___ Data for this task ___
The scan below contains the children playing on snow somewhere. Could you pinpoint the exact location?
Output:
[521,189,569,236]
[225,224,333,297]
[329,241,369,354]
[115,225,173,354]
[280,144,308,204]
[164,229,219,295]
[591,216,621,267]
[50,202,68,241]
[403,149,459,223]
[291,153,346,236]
___
▶ _Written task_
Return every line of the material above without changes, including the coordinate rows.

▶ _The answer_
The scan below contains the children playing on snow somewhere. Could you pinpoint the exact location?
Output:
[521,189,569,236]
[225,224,333,297]
[329,241,369,354]
[115,225,173,354]
[280,144,308,204]
[164,229,219,295]
[591,216,621,267]
[50,202,68,241]
[403,149,459,223]
[291,153,346,236]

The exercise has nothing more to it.